▶ [Set task]
Write out word for word everything in the text on Neo-Tantra and satya from "Satya — the" down to "passing through it.".

Neo-Tantra is its own modern phenomenon, with its own teachers and its own audience. But it is not classical Tantra. It is not Sri Vidya. And the persistent conflation of the two has done real harm — both to the lineage, and to people seeking something deeper who instead encounter a sexualized surface and assume that's what's there.

Satya — the discipline of speaking truthfully

In the yogic tradition, satya is one of the foundational practices: truth in speech, in thought, in action. It appears as the second of the yamas, the ethical restraints, in Patanjali's Yoga Sutras, and the sages have preserved it for thousands of years not as a moral platitude but as a method. To speak the truth — when it is more true than you could even imagine — can make the body tremble. That trembling is the remembrance. It is the body's recognition of something sacred passing through it.

Patanjali says something about satya that I find worth dwelling on. When one is firmly established in speaking truth, he writes, the fruits of action become subservient. All jewels approach the one who is confirmed in honesty. He is not promising material reward. He is naming what happens to a life that has become aligned with what is true: the world begins to meet that life on its own terms.

I take satya seriously. It is part of why I am writing this. Dharma, in Doniger's full sense — duty, religion, religious merit, morality, social obligation — is the structure within which I live as a practitioner. To speak truthfully about the lineage that has carried me is dharmic. It is what is asked. Not to correct anyone publicly, not to position myself against any teacher or tradition, but because I am in a relationship with a lineage that has held me, and the integrity of that relationship has its own claims.

▶ [Stored records]
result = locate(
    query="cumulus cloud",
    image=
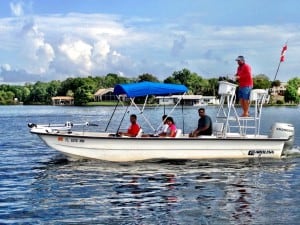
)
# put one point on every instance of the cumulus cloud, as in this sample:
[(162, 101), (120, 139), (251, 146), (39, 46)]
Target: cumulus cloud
[(61, 45), (17, 8)]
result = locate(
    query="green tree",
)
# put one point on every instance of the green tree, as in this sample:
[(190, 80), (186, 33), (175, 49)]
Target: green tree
[(291, 93), (147, 77)]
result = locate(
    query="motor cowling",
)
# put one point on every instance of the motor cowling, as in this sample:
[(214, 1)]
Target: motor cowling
[(283, 130)]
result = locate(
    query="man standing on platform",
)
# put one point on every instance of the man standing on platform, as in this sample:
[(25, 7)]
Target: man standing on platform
[(244, 78)]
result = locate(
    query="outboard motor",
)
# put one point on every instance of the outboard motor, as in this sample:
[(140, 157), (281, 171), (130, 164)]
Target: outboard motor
[(283, 130)]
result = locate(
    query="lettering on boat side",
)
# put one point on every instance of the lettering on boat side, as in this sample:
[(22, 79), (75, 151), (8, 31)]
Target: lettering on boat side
[(73, 140), (59, 138), (261, 152), (287, 130)]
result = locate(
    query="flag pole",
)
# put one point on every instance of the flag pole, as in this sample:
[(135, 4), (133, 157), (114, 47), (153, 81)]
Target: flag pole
[(284, 48), (277, 70)]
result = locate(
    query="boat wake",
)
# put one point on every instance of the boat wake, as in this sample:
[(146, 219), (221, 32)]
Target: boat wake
[(293, 152)]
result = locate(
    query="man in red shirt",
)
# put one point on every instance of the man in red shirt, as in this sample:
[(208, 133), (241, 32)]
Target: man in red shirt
[(244, 78), (134, 128)]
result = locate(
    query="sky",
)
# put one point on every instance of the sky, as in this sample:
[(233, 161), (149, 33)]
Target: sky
[(57, 39)]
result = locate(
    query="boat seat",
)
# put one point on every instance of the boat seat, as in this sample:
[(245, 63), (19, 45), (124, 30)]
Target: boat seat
[(139, 133), (217, 128), (178, 133)]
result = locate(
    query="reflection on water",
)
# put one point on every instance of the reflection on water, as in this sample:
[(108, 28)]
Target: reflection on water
[(39, 186)]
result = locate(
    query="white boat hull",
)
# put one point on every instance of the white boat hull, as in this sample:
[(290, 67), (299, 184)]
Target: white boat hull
[(119, 149)]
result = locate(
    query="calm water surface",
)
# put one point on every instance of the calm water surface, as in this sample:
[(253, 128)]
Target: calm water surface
[(39, 186)]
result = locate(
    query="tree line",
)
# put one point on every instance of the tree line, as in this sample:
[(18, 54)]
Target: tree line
[(83, 88)]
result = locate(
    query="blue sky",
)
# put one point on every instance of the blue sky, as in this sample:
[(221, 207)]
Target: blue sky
[(56, 39)]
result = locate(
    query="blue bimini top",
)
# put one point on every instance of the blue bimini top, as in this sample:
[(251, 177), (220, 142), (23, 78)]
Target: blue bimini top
[(149, 88)]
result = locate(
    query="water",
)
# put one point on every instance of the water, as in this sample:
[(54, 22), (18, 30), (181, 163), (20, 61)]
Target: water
[(39, 186)]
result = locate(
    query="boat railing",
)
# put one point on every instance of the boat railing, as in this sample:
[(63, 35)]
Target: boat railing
[(228, 115)]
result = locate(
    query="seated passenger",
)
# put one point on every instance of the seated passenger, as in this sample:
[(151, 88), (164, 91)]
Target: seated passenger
[(171, 132), (162, 131), (204, 125), (134, 128)]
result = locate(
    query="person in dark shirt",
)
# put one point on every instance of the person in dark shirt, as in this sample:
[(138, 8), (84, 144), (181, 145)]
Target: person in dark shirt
[(204, 125)]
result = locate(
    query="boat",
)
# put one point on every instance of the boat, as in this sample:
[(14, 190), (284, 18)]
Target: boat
[(233, 136)]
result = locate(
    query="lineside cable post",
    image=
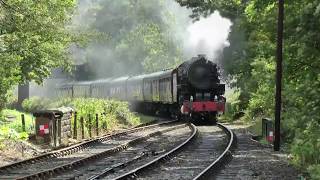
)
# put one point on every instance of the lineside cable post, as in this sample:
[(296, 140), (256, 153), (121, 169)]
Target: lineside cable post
[(279, 75)]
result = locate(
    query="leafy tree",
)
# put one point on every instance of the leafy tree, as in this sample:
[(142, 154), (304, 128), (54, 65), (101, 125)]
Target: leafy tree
[(34, 38), (139, 38), (250, 63)]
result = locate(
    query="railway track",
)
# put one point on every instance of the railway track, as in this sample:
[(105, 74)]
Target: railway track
[(173, 150), (199, 157), (47, 165)]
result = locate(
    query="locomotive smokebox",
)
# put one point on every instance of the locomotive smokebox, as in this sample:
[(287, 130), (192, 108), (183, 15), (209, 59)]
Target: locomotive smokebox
[(202, 74)]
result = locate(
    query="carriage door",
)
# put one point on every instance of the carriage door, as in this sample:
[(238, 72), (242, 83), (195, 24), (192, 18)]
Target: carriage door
[(174, 87)]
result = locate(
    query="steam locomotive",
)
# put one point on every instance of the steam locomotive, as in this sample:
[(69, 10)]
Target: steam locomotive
[(190, 91)]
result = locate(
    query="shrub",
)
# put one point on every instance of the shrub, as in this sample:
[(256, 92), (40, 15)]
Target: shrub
[(35, 103)]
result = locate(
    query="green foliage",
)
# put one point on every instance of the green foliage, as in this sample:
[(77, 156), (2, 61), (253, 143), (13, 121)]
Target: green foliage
[(35, 103), (33, 40), (249, 64), (232, 105), (140, 37), (11, 129), (111, 112)]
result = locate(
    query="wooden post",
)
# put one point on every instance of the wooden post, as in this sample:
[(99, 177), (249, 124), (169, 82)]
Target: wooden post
[(89, 127), (75, 133), (276, 146), (97, 124), (23, 123), (82, 127)]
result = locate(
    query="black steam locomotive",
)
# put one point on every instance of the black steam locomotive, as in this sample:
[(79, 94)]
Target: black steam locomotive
[(192, 90)]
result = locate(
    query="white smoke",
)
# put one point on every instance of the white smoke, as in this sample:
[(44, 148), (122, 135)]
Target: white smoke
[(207, 36)]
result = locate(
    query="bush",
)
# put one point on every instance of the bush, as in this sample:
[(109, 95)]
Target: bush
[(12, 130), (111, 113), (35, 103)]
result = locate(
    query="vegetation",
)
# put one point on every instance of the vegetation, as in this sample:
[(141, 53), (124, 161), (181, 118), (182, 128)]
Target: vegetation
[(11, 127), (249, 63), (139, 34), (112, 114), (34, 39)]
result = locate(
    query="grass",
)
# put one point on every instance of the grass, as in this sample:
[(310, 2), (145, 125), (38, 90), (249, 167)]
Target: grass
[(12, 119)]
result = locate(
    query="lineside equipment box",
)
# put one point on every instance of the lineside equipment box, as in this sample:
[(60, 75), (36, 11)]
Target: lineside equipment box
[(53, 126)]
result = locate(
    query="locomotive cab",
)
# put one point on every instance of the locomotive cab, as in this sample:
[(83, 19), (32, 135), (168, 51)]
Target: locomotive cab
[(200, 90)]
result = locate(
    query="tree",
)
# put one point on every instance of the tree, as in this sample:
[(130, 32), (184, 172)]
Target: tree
[(34, 38), (139, 38), (253, 69)]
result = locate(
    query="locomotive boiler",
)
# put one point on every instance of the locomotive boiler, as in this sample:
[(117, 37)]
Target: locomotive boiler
[(190, 91)]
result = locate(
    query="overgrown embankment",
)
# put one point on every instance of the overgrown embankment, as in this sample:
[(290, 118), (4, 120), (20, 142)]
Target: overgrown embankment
[(13, 141)]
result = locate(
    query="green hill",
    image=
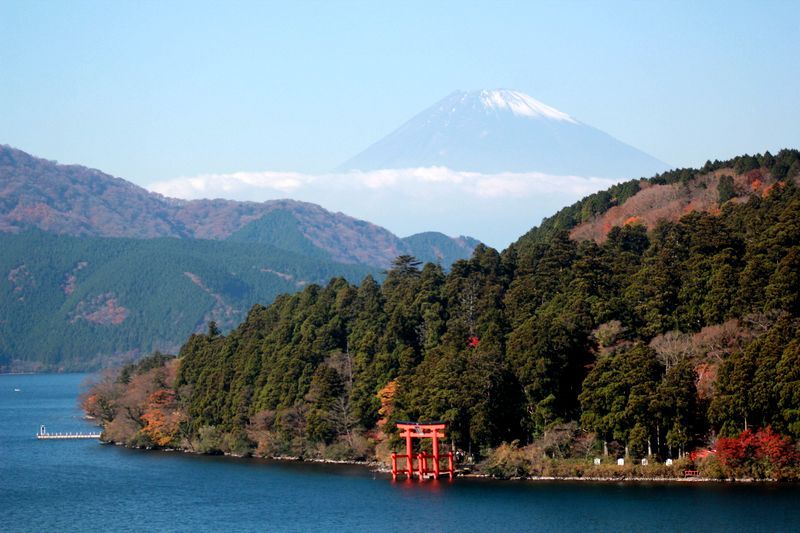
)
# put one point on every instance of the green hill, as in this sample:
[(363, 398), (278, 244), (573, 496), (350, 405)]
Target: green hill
[(649, 341)]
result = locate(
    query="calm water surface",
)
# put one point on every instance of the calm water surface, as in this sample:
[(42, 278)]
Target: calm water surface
[(82, 485)]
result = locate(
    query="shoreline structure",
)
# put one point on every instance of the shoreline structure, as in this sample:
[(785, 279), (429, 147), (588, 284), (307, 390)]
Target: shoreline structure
[(465, 473)]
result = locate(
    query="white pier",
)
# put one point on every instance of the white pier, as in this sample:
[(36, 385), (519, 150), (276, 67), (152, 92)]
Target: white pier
[(44, 435)]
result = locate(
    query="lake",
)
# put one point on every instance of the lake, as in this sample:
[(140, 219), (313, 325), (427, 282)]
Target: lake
[(82, 485)]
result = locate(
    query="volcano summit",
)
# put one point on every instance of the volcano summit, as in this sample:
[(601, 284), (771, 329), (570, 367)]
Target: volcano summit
[(501, 130)]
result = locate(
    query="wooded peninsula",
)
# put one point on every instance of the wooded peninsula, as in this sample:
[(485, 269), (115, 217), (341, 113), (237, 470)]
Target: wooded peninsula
[(595, 335)]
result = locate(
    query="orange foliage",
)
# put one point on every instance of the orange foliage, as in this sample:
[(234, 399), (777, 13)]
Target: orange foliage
[(706, 377), (161, 418), (386, 396)]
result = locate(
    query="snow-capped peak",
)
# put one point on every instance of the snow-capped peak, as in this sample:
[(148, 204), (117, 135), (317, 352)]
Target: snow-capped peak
[(520, 104)]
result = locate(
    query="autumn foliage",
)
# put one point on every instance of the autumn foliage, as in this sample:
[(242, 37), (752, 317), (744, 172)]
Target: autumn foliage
[(759, 454)]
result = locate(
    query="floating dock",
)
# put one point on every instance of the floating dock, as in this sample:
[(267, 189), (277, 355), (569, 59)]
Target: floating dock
[(44, 435)]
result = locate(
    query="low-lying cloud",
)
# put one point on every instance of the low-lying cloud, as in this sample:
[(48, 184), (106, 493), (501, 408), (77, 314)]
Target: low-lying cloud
[(494, 207)]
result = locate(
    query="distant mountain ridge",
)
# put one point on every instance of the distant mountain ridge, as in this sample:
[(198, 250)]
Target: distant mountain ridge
[(501, 130), (75, 200)]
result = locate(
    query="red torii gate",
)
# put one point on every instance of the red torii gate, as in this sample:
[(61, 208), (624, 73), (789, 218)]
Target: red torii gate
[(422, 430)]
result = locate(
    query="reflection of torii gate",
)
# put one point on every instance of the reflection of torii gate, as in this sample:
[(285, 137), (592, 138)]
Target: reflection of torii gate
[(422, 430)]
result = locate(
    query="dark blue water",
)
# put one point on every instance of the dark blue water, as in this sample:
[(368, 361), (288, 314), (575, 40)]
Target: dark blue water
[(82, 485)]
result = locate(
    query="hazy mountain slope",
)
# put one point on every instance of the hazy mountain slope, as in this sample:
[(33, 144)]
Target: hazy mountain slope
[(504, 131), (74, 200), (78, 302), (312, 231), (434, 247)]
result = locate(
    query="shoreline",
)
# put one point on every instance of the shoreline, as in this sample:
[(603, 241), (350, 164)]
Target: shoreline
[(380, 468)]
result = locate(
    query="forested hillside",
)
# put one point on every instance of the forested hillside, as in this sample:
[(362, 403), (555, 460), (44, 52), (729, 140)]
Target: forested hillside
[(652, 341), (75, 200), (85, 302)]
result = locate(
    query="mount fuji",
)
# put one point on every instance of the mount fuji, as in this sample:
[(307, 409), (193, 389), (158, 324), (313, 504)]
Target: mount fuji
[(500, 130)]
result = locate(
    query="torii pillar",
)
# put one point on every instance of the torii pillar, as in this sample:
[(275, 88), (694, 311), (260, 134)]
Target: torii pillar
[(422, 430)]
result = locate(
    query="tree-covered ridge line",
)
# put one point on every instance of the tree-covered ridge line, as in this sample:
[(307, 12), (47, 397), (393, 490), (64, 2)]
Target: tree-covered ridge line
[(784, 165), (84, 302), (647, 343), (75, 200)]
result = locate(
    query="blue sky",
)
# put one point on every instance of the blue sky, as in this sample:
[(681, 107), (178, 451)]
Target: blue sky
[(152, 91)]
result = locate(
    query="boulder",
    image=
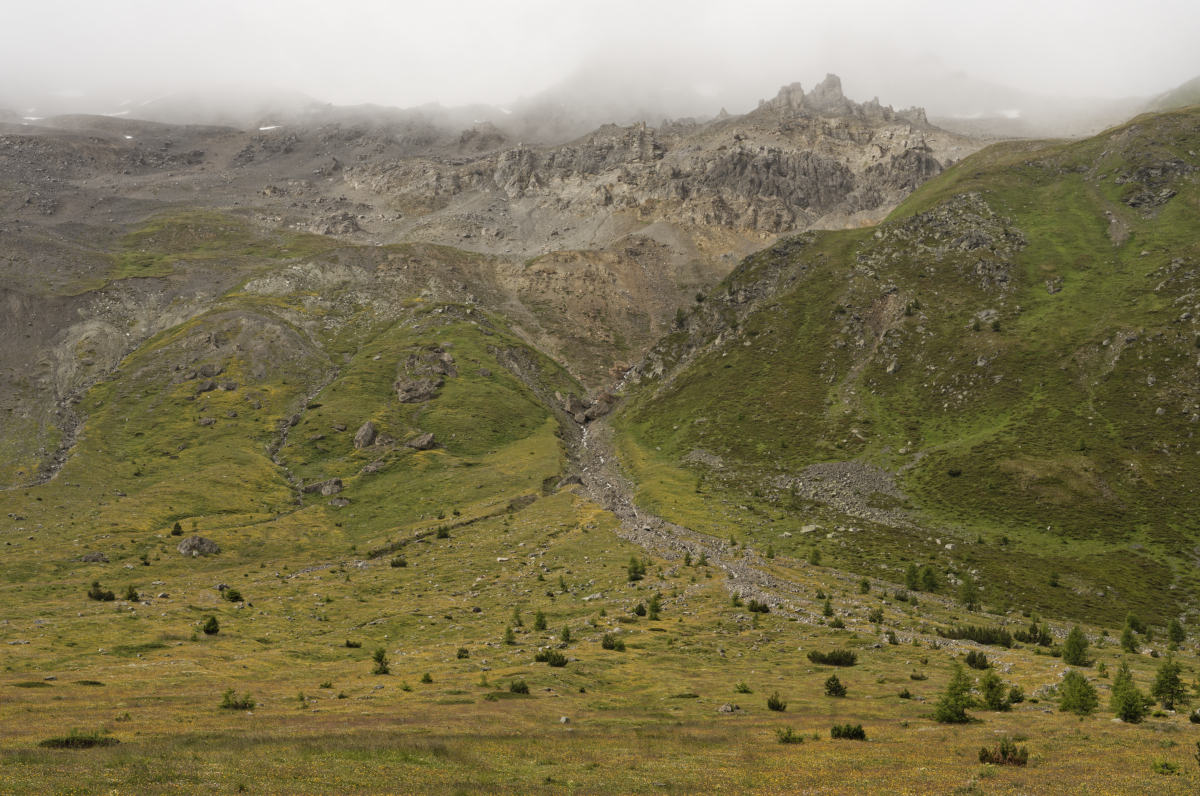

▶ [Reply]
Satya — the discipline of speaking truthfully

In the yogic tradition, satya is one of the foundational practices: truth in speech, in thought, in action. It appears as the second of the yamas, the ethical restraints, in Patanjali's Yoga Sutras, and the sages have preserved it for thousands of years not as a moral platitude but as a method. To speak the truth — when it is more true than you could even imagine — can make the body tremble. That trembling is the remembrance. It is the body's recognition of something sacred passing through it.